Le scan­dale de Laghouat en 1920 et le cercle de Djel­fa ont illus­tré tra­gi­que­ment ces situa­tions. Les Mek­nès mou­raient, par cen­taines, de misère phy­sio­lo­gique ; des sommes impor­tantes furent envoyées pour les secou­rir ; l’ad­mi­nis­tra­teur pré­va­ri­ca­teur et escroc les détour­na à son pro­fit ; accu­sé et pour­sui­vi, il fut acquit­té, parce que la sou­ve­rai­ne­té fran­çaise devait être main­te­nue mal­gré et contre tout.

Toute l’ad­mi­nis­tra­tion est créée pour don­ner la carte blanche au capi­ta­lisme colo­nial, et si nous rap­pe­lons que l’in­di­gé­nat date de la IIIe Répu­blique, le 29 mars 1874, nous trou­ve­rons qu’il cor­res­pond à la période de déve­lop­pe­ment de la socié­té capi­ta­liste tant en France qu’à la colonie.

Consigne de travail = D'après l'extrait sur le scandale de Laghouat, pourquoi l'administrateur qui avait détourné les sommes destinées aux Meknès fut-il acquitté ? Répondez en une à trois phrases.

(Extrait d'un jeu de données)
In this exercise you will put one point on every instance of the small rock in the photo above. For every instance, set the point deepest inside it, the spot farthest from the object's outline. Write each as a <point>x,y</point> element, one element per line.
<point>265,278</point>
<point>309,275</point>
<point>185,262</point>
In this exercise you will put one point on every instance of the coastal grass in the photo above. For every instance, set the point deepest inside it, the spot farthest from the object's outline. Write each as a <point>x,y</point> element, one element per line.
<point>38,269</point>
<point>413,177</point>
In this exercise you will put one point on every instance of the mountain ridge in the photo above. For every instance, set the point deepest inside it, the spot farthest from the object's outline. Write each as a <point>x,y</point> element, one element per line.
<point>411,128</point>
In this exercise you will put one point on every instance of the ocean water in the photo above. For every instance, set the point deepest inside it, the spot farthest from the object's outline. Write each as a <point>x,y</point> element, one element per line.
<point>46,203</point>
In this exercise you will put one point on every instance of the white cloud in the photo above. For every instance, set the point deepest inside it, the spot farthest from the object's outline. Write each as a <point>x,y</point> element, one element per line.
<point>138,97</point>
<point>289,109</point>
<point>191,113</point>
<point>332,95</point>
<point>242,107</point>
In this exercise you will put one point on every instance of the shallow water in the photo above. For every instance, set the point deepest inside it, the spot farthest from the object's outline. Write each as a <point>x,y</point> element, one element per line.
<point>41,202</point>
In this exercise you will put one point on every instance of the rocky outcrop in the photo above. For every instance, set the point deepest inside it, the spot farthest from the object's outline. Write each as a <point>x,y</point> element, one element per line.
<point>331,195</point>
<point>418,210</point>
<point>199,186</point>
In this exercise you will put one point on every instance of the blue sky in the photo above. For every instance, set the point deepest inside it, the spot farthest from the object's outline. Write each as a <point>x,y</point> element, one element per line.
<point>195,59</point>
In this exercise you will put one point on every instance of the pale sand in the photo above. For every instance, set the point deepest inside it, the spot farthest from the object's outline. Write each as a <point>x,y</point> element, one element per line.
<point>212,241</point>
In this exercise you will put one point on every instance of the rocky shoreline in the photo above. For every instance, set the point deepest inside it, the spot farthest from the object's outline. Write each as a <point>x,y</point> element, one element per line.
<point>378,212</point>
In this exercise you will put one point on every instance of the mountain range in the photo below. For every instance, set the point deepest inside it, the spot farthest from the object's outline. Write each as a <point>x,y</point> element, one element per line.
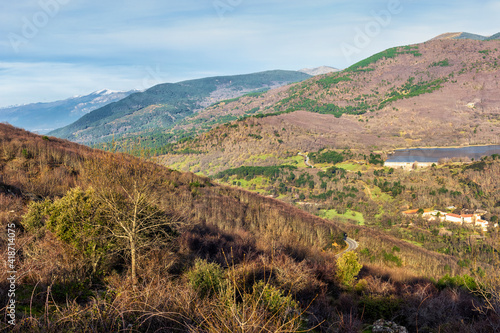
<point>466,35</point>
<point>438,93</point>
<point>45,117</point>
<point>165,105</point>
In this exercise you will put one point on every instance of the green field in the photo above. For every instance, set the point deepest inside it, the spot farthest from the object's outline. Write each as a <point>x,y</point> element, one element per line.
<point>349,215</point>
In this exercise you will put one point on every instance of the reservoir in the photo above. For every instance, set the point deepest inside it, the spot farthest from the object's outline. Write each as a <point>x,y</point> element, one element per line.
<point>433,155</point>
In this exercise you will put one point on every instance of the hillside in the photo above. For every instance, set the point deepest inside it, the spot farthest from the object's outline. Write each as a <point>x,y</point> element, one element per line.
<point>164,105</point>
<point>214,249</point>
<point>46,117</point>
<point>466,35</point>
<point>221,249</point>
<point>319,70</point>
<point>439,93</point>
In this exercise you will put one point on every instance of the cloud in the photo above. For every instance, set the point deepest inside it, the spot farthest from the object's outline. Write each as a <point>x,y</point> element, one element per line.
<point>90,44</point>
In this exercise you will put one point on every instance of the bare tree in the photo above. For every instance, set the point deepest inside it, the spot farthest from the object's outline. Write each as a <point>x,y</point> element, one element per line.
<point>129,198</point>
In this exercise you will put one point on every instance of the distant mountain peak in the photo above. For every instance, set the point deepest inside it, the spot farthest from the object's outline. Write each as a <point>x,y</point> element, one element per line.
<point>465,35</point>
<point>319,70</point>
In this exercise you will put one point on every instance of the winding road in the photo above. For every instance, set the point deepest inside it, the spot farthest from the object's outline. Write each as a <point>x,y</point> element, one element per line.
<point>352,245</point>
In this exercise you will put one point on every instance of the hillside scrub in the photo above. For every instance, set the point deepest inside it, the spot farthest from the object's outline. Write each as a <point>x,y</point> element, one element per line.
<point>235,261</point>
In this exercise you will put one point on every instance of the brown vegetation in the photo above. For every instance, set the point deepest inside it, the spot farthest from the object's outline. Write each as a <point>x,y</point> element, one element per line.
<point>236,262</point>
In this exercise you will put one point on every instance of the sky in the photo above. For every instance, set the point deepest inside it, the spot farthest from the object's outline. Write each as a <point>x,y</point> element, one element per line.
<point>56,49</point>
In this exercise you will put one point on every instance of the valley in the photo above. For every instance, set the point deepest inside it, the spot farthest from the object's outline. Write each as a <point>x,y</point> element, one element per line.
<point>267,202</point>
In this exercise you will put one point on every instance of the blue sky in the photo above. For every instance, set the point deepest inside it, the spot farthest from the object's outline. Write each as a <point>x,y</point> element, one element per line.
<point>54,49</point>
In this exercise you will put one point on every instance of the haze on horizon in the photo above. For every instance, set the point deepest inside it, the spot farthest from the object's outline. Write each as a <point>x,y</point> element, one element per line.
<point>54,49</point>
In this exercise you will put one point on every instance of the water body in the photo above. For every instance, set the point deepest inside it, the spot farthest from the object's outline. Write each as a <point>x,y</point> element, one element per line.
<point>433,155</point>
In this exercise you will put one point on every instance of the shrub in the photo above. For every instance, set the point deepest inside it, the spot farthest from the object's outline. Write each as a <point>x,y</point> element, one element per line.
<point>348,268</point>
<point>206,278</point>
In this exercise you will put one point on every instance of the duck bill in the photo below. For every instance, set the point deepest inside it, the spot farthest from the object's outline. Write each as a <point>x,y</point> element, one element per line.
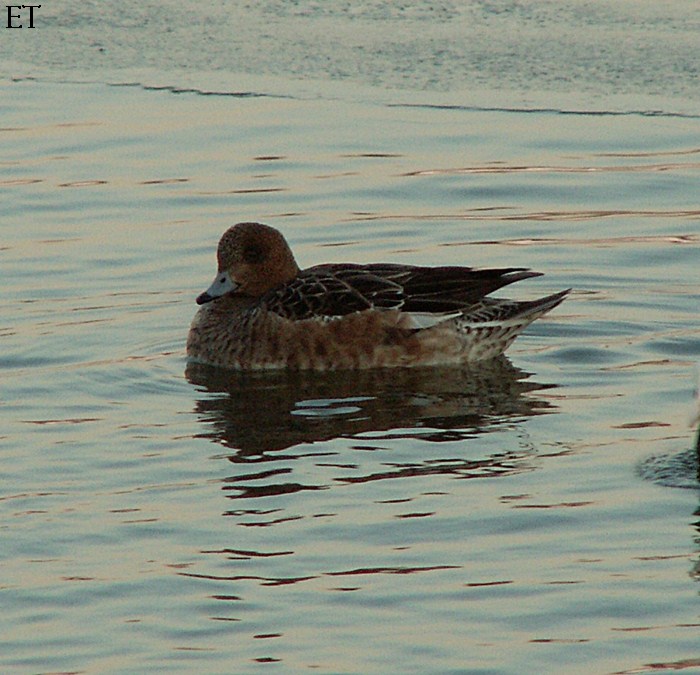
<point>221,285</point>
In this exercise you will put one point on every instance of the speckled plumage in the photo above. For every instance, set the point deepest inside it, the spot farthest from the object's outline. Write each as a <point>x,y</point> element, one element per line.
<point>262,311</point>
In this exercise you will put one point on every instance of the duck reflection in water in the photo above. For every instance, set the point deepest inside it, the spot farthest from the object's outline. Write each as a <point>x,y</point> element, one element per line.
<point>257,416</point>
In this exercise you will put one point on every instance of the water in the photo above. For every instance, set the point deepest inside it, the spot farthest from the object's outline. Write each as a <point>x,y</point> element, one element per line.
<point>163,517</point>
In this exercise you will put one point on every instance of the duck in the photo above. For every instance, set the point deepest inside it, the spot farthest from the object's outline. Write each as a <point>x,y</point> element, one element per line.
<point>263,312</point>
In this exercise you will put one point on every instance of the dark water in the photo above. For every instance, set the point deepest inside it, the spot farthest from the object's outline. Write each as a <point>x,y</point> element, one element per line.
<point>163,517</point>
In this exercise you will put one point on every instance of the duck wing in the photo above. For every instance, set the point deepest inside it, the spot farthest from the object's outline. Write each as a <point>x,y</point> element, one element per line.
<point>339,289</point>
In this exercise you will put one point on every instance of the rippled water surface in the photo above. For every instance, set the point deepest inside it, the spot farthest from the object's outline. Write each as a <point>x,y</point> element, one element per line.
<point>508,518</point>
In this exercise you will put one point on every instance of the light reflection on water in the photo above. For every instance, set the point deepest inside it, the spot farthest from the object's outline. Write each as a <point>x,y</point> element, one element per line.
<point>160,515</point>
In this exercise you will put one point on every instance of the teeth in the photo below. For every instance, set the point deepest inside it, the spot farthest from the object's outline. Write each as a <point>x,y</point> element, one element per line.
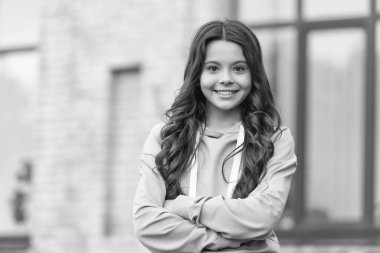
<point>226,92</point>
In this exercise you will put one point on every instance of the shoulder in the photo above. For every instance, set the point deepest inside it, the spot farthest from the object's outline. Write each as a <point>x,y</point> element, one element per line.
<point>153,143</point>
<point>284,147</point>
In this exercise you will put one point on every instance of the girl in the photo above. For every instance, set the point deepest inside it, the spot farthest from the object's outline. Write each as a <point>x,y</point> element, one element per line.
<point>216,175</point>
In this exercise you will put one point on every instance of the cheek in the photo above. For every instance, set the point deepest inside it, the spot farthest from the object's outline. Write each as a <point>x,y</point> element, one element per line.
<point>206,81</point>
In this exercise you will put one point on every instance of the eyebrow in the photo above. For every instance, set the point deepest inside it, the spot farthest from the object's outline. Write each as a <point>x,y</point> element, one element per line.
<point>233,63</point>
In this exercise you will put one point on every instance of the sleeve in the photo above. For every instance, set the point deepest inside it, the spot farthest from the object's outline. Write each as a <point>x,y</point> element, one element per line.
<point>255,216</point>
<point>160,230</point>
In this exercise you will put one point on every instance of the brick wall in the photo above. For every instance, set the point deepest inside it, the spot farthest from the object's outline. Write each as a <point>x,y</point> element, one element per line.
<point>88,141</point>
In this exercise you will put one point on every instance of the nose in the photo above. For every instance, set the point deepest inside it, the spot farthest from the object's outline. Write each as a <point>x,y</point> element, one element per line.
<point>226,78</point>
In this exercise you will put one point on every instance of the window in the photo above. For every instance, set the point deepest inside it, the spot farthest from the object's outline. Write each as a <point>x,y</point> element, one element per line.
<point>19,75</point>
<point>122,166</point>
<point>328,95</point>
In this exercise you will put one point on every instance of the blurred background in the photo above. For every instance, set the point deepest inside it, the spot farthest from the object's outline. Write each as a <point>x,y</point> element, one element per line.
<point>82,82</point>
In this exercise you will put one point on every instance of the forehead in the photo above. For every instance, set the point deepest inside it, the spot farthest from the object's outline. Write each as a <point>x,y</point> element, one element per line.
<point>222,50</point>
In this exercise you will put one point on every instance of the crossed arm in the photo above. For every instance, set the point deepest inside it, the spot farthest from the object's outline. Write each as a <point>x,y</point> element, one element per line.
<point>193,224</point>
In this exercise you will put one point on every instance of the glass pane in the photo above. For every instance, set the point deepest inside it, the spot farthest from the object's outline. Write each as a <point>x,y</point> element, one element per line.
<point>18,78</point>
<point>19,22</point>
<point>279,48</point>
<point>335,127</point>
<point>377,151</point>
<point>258,11</point>
<point>321,9</point>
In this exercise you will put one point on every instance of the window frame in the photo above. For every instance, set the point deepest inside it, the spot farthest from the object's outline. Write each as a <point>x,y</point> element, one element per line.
<point>365,231</point>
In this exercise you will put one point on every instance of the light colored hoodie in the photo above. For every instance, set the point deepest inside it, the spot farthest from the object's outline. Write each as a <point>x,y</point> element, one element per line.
<point>209,222</point>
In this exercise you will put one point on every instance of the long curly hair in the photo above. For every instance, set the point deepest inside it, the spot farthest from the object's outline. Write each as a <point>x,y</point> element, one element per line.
<point>187,115</point>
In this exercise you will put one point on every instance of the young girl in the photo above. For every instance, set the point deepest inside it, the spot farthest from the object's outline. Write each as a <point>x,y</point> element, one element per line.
<point>216,175</point>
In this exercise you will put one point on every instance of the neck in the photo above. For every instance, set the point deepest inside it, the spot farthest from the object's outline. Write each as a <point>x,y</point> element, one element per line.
<point>222,120</point>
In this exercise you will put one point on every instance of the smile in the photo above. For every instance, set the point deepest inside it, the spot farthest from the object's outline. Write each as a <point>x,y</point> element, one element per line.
<point>226,92</point>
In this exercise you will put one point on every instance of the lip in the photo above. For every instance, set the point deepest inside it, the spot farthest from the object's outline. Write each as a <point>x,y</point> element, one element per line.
<point>226,93</point>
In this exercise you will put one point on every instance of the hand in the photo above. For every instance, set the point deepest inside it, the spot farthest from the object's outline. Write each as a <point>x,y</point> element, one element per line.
<point>178,205</point>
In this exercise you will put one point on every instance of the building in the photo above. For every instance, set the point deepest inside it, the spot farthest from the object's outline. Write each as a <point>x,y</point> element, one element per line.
<point>84,82</point>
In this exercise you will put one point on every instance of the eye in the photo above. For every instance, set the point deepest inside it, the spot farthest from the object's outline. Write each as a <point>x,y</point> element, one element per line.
<point>212,68</point>
<point>240,68</point>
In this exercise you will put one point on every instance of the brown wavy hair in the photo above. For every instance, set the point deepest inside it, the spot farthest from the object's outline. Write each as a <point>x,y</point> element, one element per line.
<point>187,114</point>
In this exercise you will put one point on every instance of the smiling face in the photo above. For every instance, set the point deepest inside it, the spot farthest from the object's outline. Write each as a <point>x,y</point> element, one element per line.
<point>226,79</point>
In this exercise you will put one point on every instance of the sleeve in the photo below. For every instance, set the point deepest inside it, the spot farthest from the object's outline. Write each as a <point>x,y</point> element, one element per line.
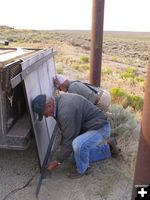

Réponse à l'exercice = Il fut acquitté parce que la souveraineté française devait être maintenue malgré et contre tout. Or cet administrateur avait détourné à son profit les sommes importantes envoyées pour secourir les Meknès, qui mouraient par centaines de misère physiologique.